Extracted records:
____________

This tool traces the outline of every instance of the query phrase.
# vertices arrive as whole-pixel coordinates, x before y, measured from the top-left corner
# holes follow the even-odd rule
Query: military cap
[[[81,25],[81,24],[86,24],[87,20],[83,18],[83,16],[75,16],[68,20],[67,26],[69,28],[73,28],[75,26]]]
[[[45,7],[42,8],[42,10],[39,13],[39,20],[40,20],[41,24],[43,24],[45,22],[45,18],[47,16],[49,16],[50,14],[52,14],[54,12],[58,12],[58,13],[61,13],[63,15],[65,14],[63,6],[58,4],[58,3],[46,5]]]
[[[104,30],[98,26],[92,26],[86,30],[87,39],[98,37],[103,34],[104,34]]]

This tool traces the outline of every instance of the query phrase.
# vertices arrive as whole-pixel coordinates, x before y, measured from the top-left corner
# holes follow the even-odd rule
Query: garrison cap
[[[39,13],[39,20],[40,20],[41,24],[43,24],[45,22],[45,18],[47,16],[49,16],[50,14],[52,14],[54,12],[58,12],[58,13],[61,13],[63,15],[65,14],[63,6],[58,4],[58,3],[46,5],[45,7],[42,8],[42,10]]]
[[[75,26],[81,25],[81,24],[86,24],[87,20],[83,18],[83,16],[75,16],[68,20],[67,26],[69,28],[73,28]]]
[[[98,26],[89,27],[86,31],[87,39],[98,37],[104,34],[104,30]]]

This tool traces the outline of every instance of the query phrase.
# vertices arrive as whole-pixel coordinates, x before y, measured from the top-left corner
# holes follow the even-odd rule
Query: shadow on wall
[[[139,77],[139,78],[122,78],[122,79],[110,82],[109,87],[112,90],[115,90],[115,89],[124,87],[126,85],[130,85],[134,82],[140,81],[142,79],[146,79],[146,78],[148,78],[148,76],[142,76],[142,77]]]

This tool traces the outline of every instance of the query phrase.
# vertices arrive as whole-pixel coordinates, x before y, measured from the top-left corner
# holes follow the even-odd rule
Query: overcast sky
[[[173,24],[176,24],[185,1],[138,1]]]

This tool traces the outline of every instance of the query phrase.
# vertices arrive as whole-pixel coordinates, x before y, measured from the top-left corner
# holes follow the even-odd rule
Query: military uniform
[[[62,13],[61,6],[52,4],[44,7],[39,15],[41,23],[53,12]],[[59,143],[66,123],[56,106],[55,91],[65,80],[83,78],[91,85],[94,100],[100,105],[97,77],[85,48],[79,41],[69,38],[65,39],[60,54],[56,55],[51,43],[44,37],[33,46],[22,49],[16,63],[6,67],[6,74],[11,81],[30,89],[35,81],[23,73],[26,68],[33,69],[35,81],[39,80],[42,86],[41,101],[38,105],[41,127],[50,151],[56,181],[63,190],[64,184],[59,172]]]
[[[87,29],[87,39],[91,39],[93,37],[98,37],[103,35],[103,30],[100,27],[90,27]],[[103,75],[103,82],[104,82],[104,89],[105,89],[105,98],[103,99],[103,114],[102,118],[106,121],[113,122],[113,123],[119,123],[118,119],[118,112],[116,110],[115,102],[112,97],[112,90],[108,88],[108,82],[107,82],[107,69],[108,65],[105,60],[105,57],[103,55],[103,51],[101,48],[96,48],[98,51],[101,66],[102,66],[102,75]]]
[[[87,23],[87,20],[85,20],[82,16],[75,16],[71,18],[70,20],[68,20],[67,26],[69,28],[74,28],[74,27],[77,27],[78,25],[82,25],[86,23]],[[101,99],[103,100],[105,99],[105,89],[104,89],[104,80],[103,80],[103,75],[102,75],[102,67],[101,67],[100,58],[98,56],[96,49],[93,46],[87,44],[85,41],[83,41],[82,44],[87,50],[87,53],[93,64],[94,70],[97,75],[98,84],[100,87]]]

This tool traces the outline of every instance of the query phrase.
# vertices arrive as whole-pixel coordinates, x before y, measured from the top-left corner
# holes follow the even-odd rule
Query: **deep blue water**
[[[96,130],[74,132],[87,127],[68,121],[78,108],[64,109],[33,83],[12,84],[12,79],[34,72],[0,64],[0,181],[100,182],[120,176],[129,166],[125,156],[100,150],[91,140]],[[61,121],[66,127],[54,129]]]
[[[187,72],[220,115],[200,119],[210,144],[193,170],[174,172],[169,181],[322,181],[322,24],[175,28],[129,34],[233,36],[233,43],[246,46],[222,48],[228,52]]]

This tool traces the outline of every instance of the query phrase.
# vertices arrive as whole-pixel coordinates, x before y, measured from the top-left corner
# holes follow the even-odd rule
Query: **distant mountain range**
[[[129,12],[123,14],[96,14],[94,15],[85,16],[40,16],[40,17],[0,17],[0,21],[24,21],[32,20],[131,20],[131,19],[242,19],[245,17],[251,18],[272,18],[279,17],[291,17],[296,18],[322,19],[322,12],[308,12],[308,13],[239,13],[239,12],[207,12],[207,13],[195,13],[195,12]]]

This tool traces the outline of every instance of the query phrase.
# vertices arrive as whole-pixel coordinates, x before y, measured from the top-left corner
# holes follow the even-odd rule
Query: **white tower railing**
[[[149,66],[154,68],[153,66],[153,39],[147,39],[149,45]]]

____________

List every line in the records above that contains the string "military". Matching is case-sensitive.

■ EXERCISE RESPONSE ■
Query: military cap
Query: military uniform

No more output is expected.